Your instructions ->
Return exactly the span of lines that opens with the line containing "the suit lapel." and closes with the last line of the data, inclusive.

== == ==

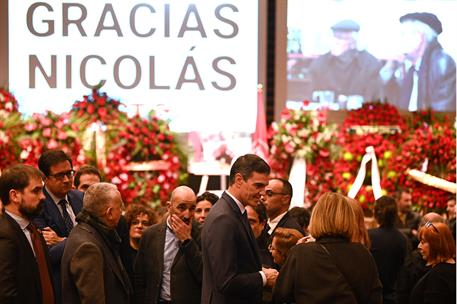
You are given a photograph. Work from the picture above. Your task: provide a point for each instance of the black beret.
(346, 26)
(427, 18)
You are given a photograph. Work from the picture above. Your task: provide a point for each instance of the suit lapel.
(247, 228)
(26, 247)
(55, 215)
(159, 246)
(74, 203)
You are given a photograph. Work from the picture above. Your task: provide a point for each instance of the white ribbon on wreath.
(297, 179)
(375, 178)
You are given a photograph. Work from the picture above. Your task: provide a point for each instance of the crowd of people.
(65, 237)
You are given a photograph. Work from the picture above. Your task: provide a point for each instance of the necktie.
(407, 87)
(66, 217)
(45, 278)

== == ==

Result of the task ->
You are given a photograph. Work from the picture above. Your task: provide a point for each instance of the suit lapel.
(247, 228)
(26, 247)
(55, 215)
(159, 246)
(74, 203)
You are given a photograph. Work from the picture above. Your task: provide a point for each instance of the white ribbon on wreath.
(297, 179)
(375, 178)
You are given a photograph. Work from the picture above. Your task: provide a point for each instance of the crowd of people.
(65, 237)
You are given a photograph. Work from the picture above. Your task: provide a point for each instance of the necktie.
(407, 87)
(66, 217)
(45, 278)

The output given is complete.